(Stored records)
=====

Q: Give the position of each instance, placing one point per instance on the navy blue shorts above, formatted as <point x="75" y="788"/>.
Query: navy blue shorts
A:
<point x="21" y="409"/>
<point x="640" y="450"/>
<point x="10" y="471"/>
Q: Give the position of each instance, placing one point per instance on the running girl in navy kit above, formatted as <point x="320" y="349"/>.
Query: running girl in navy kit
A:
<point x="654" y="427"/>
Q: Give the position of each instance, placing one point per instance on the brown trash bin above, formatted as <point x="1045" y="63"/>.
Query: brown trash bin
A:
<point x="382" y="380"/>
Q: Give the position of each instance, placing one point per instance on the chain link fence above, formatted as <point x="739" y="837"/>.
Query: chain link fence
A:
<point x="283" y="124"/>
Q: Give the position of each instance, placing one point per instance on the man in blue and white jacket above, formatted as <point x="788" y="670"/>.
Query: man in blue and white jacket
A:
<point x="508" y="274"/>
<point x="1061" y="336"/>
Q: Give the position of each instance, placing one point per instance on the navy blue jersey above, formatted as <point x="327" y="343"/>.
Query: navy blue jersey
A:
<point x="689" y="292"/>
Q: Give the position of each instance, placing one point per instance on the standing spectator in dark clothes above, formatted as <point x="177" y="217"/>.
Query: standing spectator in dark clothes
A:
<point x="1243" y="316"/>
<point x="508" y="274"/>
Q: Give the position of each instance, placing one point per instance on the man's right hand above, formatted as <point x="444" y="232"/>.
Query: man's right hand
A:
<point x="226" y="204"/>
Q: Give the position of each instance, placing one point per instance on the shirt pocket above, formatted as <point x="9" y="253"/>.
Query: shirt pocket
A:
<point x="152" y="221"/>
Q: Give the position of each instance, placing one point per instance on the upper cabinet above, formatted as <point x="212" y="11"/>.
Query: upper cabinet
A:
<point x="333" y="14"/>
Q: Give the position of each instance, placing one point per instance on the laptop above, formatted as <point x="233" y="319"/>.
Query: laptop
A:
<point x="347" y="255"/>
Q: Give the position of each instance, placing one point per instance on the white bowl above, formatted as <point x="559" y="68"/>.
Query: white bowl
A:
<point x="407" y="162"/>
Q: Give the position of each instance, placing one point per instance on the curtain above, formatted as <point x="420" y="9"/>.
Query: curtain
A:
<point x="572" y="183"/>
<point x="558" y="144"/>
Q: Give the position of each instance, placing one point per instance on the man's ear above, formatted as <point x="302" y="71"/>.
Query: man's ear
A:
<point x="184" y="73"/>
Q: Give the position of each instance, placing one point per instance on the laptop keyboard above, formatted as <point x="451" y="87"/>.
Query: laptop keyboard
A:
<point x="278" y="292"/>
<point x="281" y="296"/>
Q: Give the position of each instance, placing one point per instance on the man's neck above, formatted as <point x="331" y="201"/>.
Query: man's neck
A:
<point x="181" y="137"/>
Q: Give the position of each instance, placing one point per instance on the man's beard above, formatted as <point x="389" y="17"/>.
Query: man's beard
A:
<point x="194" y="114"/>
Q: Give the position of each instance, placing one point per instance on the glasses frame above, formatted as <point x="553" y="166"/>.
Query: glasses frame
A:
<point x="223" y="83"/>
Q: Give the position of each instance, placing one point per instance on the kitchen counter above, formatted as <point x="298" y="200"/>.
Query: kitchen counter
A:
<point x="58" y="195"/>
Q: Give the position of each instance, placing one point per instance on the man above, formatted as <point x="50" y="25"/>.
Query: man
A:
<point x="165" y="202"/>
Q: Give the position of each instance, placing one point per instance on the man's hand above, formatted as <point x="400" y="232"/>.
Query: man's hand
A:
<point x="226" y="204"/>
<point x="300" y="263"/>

=====

WHAT YOU HAVE TO DO:
When the word "bowl" appears in a line of the data, that line is counted; report the number only.

EXERCISE RESULT:
2